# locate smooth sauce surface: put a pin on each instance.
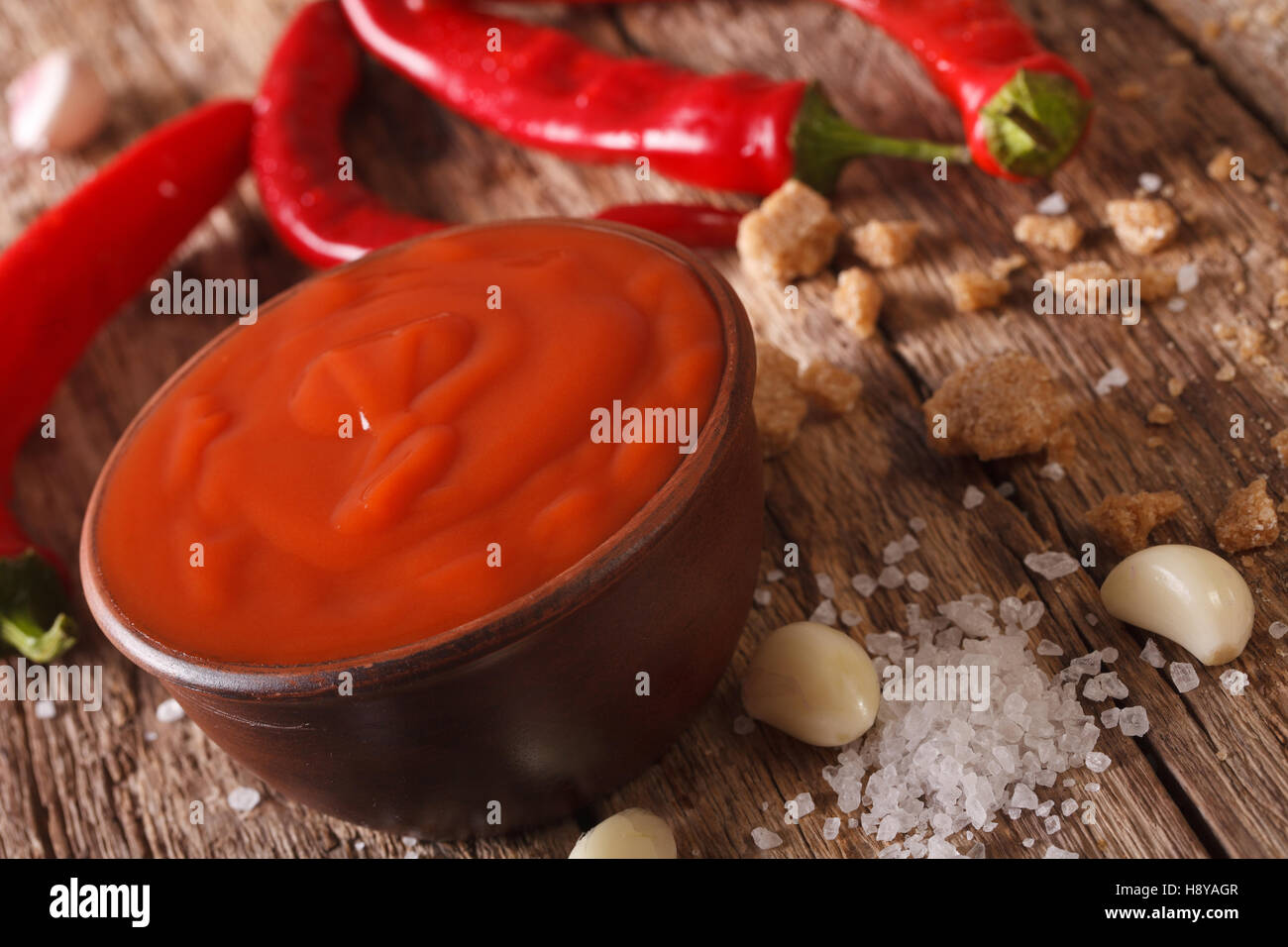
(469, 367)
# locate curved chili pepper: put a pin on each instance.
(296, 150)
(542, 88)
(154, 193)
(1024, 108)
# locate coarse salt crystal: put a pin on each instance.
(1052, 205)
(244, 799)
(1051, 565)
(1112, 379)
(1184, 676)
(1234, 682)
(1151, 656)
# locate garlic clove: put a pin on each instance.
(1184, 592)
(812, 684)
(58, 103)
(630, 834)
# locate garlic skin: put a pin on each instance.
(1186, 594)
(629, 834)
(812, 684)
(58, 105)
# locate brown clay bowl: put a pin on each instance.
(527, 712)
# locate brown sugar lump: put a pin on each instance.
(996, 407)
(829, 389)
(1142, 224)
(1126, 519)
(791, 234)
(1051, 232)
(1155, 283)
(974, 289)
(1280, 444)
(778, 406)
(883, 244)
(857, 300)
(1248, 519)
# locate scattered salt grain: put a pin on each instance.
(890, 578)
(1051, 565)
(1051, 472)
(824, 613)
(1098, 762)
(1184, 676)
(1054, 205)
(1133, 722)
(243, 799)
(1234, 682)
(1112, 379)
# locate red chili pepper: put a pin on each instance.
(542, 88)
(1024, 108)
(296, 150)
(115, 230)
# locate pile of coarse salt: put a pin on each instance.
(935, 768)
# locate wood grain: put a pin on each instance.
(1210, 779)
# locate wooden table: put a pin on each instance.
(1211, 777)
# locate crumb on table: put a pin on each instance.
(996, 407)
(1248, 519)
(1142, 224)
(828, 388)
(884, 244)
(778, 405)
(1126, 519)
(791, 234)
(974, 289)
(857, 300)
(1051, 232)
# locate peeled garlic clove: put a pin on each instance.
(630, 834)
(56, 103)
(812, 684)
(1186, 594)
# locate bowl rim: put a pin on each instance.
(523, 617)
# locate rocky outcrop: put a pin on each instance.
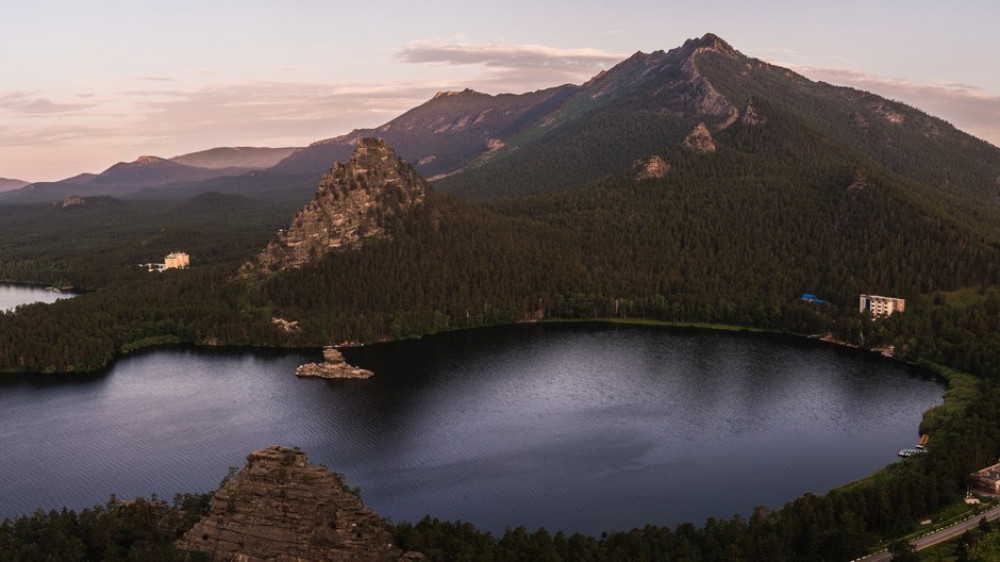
────────────────────────────────────────
__WHAT NEEDS TO BE DONE__:
Could you return the whole listing exactly, with every picture removed?

__OUTPUT FOR THIS EXERCISE__:
# locate smooth sauce surface: put a pin on each instance.
(469, 367)
# locate curved chili pepper: put a pin on each instance.
(296, 150)
(542, 88)
(154, 193)
(1024, 108)
# locate coarse salt crystal: put a pin on each instance.
(1052, 205)
(244, 799)
(1051, 565)
(1112, 379)
(1184, 676)
(1234, 682)
(1151, 656)
# locate garlic clove: put a pin on each instance.
(1184, 592)
(812, 684)
(58, 103)
(630, 834)
# locate garlic skin: put a pin on each instance.
(1186, 594)
(629, 834)
(812, 684)
(58, 105)
# locate brown clay bowl: put a pin on each instance.
(527, 712)
# locate brown sugar lump: put a pin on each instance.
(996, 407)
(829, 389)
(1142, 224)
(1126, 519)
(791, 234)
(1051, 232)
(1155, 283)
(974, 289)
(1280, 444)
(778, 406)
(883, 244)
(857, 300)
(1248, 519)
# locate scattered salt grain: put a pin on each instance.
(890, 578)
(1051, 565)
(1051, 472)
(824, 613)
(1098, 762)
(1184, 676)
(1054, 205)
(1133, 722)
(243, 799)
(1234, 682)
(1112, 379)
# locate red chili pepper: put a pin on each instance.
(542, 88)
(1024, 108)
(296, 150)
(115, 230)
# locate pile of coarse salt: put a pin on each instance.
(935, 768)
# locate wood grain: put a pin on each instance.
(1210, 779)
# locate wooden table: put a pin on each instance.
(1211, 777)
# locate crumb on table: put a pin on each instance.
(996, 407)
(1248, 519)
(1142, 224)
(828, 388)
(884, 244)
(778, 405)
(1126, 519)
(791, 234)
(974, 289)
(857, 300)
(1051, 232)
# locate peeled garlic clove: put a pin on each instance.
(630, 834)
(56, 103)
(812, 684)
(1186, 594)
# locate bowl rim: put a pin on each instance.
(523, 617)
# locate rocky outcrop: put a pin on each instance.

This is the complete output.